→ Try it
Each line from the one containing "Identify the checkered" through the end of the records below must be repeated exactly, and no other line.

→ Available records
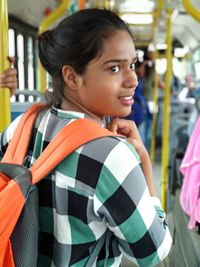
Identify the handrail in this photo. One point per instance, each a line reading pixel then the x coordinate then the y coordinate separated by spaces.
pixel 5 93
pixel 166 111
pixel 191 9
pixel 44 25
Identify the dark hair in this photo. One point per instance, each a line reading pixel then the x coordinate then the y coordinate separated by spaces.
pixel 76 41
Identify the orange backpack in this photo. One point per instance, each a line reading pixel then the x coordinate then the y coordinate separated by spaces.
pixel 18 193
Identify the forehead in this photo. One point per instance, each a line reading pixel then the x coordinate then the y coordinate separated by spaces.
pixel 120 43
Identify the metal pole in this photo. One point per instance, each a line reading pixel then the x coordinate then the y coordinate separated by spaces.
pixel 166 111
pixel 5 114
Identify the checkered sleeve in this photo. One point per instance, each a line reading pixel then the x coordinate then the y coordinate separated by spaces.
pixel 123 198
pixel 6 136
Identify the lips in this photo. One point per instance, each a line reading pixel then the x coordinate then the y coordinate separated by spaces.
pixel 126 100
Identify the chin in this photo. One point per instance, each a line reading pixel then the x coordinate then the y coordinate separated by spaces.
pixel 124 114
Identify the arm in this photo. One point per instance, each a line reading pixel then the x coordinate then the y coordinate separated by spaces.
pixel 129 210
pixel 129 129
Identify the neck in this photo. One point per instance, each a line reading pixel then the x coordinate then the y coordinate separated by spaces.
pixel 73 105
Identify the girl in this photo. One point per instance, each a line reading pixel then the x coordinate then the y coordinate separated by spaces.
pixel 97 204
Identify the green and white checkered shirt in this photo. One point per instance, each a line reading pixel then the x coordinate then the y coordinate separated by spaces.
pixel 95 204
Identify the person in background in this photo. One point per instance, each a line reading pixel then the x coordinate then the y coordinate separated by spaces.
pixel 99 202
pixel 8 78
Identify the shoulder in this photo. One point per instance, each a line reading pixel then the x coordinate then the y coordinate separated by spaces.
pixel 111 151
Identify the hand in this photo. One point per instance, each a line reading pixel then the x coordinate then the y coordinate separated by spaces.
pixel 8 78
pixel 129 129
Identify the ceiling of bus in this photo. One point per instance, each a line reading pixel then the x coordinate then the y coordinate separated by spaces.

→ Response to the task
Identify the checkered sleeve in this photo. One point per instance, each a line reading pixel then the x coordinate then the y coordinate separated by spaces.
pixel 123 198
pixel 6 136
Identify the lips in this photo. One point per instance, each a line reading pixel then the x coordinate then the y coordinate separated by spaces.
pixel 126 100
Identify the chin in this photo. One point per instance, each a line reading pixel then the x coordinate then the y coordinate separated by spaces.
pixel 124 114
Identify the arm in this photo. One point per instance, each a line reading pixel then the x coordinate then the y coordinate separated by spaces.
pixel 129 210
pixel 129 129
Identify the neck in this photo. One point per instance, each a line reading pixel then the x coordinate then the y coordinate separated by spaces.
pixel 73 105
Identify the girl in this photo. One point per instance, each a line reading pixel then the x coordinate then the y coordinate separated by spaces.
pixel 97 204
Identify the green and white checkered shirt in this photo. One point per instance, each a line reading pixel then the x coordinate then the y coordinate separated by spaces.
pixel 95 204
Identify the person in background in this photo. One point per instance, each a line reading pixel then the x coordinate then the y coordinate separated by spaces.
pixel 99 202
pixel 8 78
Identify the shoulder in this photo. One point per instance, each a line reading pixel then the x coordinate then the y coordinate separated by spaces.
pixel 111 151
Identify the hand in this photo. One point per instance, each a line reading pixel then the x coordinate then the y coordinate separated by spaces.
pixel 8 78
pixel 129 129
Identify the ceiling of bus in this photo. One point per instance, each a line reading pixel then the x coordinate then the y coordinate separated by spaces.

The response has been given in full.